[START The data]
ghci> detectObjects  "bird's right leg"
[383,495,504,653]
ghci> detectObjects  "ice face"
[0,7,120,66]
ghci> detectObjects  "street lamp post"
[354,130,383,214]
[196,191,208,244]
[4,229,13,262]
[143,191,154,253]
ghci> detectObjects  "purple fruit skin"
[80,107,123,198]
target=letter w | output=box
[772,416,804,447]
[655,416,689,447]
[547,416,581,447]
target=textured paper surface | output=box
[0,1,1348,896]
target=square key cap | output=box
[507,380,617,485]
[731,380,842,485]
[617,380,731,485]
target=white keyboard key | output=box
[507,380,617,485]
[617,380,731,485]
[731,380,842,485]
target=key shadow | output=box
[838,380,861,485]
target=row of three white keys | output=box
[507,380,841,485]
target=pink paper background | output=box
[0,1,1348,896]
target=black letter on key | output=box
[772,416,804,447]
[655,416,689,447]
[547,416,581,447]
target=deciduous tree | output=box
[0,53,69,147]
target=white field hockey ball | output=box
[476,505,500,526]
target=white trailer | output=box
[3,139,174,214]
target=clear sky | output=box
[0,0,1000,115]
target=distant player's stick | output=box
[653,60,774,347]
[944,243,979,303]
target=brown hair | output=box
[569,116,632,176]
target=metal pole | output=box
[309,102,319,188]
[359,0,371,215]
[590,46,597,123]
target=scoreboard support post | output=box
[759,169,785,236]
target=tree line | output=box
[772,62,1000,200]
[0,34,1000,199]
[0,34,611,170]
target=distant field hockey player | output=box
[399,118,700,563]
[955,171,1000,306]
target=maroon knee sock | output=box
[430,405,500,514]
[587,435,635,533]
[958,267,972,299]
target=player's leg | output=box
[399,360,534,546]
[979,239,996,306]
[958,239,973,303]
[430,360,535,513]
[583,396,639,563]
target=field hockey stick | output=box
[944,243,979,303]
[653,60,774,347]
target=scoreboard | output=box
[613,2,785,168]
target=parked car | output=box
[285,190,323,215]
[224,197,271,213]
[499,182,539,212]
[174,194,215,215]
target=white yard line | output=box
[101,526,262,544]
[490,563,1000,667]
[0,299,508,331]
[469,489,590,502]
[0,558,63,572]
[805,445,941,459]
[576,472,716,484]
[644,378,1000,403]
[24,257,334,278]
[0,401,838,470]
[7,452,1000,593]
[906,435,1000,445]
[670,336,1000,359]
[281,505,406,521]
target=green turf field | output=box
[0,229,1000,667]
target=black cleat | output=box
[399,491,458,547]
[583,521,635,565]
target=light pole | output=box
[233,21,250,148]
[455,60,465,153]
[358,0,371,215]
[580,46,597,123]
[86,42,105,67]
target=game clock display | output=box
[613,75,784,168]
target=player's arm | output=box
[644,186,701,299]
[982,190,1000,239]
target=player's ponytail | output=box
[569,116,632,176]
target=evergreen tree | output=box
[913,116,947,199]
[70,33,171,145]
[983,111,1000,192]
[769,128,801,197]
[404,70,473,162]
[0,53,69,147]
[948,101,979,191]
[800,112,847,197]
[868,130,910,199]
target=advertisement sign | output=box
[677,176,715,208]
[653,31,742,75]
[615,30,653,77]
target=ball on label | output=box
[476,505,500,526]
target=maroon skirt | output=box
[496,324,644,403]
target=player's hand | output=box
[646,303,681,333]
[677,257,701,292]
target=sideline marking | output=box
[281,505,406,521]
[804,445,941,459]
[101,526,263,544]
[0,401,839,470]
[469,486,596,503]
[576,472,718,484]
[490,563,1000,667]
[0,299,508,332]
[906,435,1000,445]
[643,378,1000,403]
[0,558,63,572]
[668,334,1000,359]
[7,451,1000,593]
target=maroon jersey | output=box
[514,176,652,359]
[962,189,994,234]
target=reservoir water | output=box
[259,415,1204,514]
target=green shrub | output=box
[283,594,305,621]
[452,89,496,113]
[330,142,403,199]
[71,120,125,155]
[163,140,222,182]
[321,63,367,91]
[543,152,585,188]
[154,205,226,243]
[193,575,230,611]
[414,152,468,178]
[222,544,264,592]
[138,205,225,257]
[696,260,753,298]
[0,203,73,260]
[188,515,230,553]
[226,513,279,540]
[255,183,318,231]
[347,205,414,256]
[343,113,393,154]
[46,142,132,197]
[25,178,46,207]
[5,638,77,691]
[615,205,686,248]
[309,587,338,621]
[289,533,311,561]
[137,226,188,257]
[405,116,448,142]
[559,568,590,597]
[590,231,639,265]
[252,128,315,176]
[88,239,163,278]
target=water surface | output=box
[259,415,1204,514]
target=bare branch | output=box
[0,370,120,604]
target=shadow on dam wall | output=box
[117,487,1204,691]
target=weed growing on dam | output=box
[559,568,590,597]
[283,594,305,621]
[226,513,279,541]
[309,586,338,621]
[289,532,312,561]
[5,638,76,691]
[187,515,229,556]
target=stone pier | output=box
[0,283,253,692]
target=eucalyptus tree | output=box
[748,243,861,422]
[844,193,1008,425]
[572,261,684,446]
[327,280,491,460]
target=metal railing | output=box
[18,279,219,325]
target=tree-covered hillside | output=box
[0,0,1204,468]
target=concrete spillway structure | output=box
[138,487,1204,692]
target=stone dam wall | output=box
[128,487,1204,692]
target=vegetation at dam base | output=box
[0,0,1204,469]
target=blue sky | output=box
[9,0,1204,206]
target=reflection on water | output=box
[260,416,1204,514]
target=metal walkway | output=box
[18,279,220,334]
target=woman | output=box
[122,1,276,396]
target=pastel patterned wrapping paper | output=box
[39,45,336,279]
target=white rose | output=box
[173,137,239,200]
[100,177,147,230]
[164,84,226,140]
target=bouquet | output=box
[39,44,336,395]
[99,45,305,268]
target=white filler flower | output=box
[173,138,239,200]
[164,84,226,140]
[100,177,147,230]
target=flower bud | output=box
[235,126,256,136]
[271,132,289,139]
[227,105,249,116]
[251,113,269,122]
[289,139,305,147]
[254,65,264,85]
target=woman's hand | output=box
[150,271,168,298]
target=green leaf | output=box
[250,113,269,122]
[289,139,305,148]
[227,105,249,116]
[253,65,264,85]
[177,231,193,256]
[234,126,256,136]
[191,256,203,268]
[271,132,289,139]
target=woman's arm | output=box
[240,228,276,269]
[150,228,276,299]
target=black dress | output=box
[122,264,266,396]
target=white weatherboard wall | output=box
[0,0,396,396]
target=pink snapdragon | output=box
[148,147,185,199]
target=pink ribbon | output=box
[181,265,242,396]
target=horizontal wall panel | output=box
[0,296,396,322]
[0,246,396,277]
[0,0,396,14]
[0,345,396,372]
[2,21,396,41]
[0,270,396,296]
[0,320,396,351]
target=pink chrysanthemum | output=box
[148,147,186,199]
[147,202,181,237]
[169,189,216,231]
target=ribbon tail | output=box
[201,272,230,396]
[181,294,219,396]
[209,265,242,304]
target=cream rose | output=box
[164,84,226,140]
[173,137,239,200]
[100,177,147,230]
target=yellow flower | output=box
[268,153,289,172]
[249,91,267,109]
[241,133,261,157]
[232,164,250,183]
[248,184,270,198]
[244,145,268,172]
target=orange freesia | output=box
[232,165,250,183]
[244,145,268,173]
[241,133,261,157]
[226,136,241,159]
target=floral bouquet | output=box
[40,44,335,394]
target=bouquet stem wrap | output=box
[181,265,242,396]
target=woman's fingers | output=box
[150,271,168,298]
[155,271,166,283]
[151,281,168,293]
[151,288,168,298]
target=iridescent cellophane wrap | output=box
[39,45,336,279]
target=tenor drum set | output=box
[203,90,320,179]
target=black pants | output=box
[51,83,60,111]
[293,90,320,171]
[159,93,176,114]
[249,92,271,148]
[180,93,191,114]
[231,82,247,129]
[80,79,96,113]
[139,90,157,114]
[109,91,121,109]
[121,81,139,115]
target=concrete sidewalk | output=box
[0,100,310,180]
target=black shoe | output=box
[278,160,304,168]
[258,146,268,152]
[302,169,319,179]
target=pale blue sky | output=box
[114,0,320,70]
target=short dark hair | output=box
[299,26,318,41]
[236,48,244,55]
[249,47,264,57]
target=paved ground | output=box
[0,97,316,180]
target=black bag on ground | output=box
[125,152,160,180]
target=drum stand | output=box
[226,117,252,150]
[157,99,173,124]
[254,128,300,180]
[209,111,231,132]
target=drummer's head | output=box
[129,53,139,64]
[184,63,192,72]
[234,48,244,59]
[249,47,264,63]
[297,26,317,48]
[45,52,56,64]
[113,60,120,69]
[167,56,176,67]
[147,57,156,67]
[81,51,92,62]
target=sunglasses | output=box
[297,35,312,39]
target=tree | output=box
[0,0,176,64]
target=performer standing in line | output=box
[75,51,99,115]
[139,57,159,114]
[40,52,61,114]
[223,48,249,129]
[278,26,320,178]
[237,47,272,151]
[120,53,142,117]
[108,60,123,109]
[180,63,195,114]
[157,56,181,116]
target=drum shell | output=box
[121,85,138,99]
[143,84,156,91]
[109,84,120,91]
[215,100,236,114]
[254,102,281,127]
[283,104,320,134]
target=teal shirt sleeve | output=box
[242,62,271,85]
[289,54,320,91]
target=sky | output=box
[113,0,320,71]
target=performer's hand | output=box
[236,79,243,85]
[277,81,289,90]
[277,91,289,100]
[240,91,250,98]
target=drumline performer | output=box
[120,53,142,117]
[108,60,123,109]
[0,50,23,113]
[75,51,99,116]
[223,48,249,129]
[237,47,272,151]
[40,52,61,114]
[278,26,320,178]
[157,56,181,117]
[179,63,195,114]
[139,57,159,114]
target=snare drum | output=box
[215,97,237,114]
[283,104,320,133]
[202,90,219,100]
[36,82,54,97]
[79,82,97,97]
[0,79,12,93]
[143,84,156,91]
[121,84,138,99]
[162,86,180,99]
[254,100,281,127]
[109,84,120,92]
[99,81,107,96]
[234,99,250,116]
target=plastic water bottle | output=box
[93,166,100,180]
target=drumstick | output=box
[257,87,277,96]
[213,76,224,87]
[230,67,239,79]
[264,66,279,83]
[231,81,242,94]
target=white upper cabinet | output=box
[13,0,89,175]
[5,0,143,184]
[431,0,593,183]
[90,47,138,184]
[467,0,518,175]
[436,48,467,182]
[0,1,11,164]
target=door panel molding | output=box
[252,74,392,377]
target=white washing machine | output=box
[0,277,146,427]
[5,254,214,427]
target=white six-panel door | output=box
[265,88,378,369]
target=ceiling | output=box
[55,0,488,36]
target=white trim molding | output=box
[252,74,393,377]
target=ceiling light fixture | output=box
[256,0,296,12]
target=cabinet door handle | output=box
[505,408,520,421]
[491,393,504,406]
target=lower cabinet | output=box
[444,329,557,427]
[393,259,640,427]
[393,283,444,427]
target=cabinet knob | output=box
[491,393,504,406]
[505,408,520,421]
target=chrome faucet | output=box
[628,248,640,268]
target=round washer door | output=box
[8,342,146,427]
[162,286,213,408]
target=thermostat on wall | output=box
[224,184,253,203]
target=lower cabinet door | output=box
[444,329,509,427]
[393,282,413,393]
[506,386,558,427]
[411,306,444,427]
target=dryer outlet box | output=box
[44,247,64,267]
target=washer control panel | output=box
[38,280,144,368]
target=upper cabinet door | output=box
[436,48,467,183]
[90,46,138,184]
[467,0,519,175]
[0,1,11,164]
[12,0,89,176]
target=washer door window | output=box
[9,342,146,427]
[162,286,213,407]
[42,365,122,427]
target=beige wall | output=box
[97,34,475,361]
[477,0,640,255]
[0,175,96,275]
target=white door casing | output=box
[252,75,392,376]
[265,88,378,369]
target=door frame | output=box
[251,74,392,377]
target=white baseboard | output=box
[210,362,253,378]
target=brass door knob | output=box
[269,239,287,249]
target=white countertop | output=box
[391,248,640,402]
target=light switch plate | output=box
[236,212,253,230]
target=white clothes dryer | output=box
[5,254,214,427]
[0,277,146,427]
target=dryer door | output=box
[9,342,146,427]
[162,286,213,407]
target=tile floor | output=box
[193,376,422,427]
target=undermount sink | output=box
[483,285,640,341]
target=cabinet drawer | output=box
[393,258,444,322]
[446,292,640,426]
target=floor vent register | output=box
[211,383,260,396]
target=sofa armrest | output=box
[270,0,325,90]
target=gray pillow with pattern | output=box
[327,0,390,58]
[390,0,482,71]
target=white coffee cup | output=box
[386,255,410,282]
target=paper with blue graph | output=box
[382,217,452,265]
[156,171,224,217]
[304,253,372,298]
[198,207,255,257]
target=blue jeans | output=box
[END The data]
• [Task instructions] Copy the lines of the material above word for word, starting at the line that contains "target=parked car | output=box" and ending at the line that contains "[0,229,1000,667]".

• [Result of this exercise]
target=parked car | output=box
[285,190,323,215]
[224,197,271,213]
[499,182,539,212]
[174,194,215,215]
target=white yard line | output=box
[101,526,262,544]
[490,563,1000,667]
[0,299,508,331]
[469,489,590,502]
[0,558,63,572]
[805,445,941,459]
[576,472,716,484]
[644,378,1000,403]
[24,257,334,278]
[0,401,838,470]
[7,452,1000,593]
[906,435,1000,445]
[670,336,1000,359]
[281,505,406,521]
target=green turf field | output=box
[0,229,1000,667]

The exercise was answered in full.